GOAL: Type out the data exactly as given. Skip any image.

[start]

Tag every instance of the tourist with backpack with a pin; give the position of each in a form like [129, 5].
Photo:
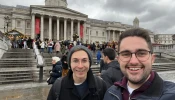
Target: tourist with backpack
[80, 83]
[65, 65]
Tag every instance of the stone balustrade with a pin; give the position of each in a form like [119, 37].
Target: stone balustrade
[4, 45]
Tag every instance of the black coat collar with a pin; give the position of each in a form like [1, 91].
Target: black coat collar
[156, 88]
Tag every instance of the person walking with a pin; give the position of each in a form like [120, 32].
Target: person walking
[140, 82]
[56, 71]
[80, 83]
[113, 72]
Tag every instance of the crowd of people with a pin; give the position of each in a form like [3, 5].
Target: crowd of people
[125, 70]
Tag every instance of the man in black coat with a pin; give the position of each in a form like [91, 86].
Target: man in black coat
[113, 72]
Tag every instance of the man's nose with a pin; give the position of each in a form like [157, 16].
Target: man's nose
[133, 59]
[80, 64]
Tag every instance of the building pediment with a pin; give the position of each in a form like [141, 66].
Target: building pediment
[57, 9]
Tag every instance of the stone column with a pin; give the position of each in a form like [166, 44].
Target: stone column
[72, 25]
[50, 27]
[33, 27]
[58, 28]
[78, 29]
[42, 28]
[65, 28]
[113, 35]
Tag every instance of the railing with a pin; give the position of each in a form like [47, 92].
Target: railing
[40, 61]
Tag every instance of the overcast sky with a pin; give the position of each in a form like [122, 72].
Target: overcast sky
[155, 15]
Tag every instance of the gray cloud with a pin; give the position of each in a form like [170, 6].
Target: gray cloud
[156, 15]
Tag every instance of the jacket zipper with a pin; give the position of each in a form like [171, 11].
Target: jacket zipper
[114, 95]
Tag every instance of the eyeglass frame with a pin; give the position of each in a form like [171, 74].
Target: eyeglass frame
[150, 52]
[77, 63]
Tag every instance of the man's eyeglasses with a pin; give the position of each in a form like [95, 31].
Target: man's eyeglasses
[142, 55]
[83, 62]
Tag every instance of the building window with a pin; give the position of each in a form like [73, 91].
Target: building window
[18, 23]
[28, 25]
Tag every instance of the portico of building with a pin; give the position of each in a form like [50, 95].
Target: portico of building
[55, 25]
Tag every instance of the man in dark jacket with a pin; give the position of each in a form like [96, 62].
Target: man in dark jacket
[140, 82]
[113, 72]
[80, 83]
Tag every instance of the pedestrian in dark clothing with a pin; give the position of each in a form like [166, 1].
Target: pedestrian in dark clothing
[80, 83]
[103, 66]
[56, 71]
[113, 72]
[98, 57]
[65, 65]
[140, 82]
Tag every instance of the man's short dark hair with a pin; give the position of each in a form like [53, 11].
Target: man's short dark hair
[110, 53]
[142, 33]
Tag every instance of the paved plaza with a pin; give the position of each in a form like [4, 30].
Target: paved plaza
[24, 91]
[39, 91]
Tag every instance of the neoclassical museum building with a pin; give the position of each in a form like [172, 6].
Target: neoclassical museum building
[55, 21]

[end]

PROBLEM SOLUTION:
Tag every instance of the tourist with backpack with a pin; give the position of each in a form like [129, 5].
Photo:
Target: tourist with backpack
[80, 83]
[65, 65]
Tag every instance of the stone balustrade with a pin; give the position of each in a form like [119, 37].
Target: stone balustrade
[4, 45]
Tag every instance of the black coat collar with a pin; give the position of each in a form like [1, 91].
Target: black coat collar
[156, 88]
Tag every instance of the person walking with a pin; give the position of each in a form like [120, 32].
Target: person walking
[140, 82]
[56, 71]
[80, 83]
[113, 72]
Tag every instance of the crowd of people with a pin; give the position of each in a form like [3, 5].
Target: crowd of people
[125, 70]
Tag every instance of the man in black coat with a pin; give the position of each in a form like [91, 86].
Target: man in black coat
[113, 72]
Tag every instance of the man's nose with a pin; give the position of each in a form like [157, 16].
Target: man's nose
[133, 59]
[80, 64]
Tag every instance of the building pediment with a pin; give the position of each in a form like [141, 66].
Target: building pediment
[57, 9]
Tag every instance of the stone column with a pin; give the position of each in a form like [166, 44].
Target: stone column
[72, 25]
[50, 27]
[33, 27]
[58, 28]
[78, 29]
[42, 28]
[65, 28]
[113, 35]
Tag every instance of the railing with a pin; give the position of each in a form like [47, 92].
Target: railing
[40, 61]
Tag every instance of the overcast sky with a pin; give the position of each in a form like [122, 72].
Target: overcast sky
[155, 15]
Tag every instance of the gray cloud with a pin; give the position of each in a form like [170, 6].
Target: gray cloud
[156, 15]
Tag every instance of the jacket zipper with a pin; give the position of each in a form like [171, 11].
Target: jacket zipper
[114, 95]
Tag every instance of the eyeglass frame with a pin; give the position of each in a form like [171, 74].
Target: eyeglass frame
[150, 52]
[77, 63]
Tag every instance of the man's eyeglasses with a pin; give the position of each in a form like [95, 31].
Target: man's eyeglasses
[142, 55]
[83, 62]
Tag every instance of the building window with a pin; give the position of each in a form like [73, 91].
Target: building window
[18, 23]
[28, 25]
Tag every instance of the portico of building with a pin; give the position of each in a form like [50, 95].
Target: portico of building
[55, 25]
Tag every instance of the man in dark jacket with a pin; give the position of each in a form like [96, 62].
Target: man in dark jacket
[140, 82]
[113, 72]
[80, 83]
Tag every instance of the pedestrian in dark clothing with a pin; give the position of each in a form like [166, 1].
Target: pedestrian in dark clothing
[80, 83]
[103, 66]
[56, 71]
[113, 72]
[98, 57]
[65, 65]
[140, 82]
Tag every instance of the man's short dark hair with a pin; give the position of each in a form like [53, 11].
Target: man's short dark hair
[110, 53]
[142, 33]
Tag every instance of the paved plaza with a pin; give the position of each in a form like [4, 30].
Target: paved plaza
[24, 91]
[39, 91]
Tag every instance of the neoclassical museum building with a pin; give the position of each in a form like [172, 6].
Target: neoclassical museum building
[55, 21]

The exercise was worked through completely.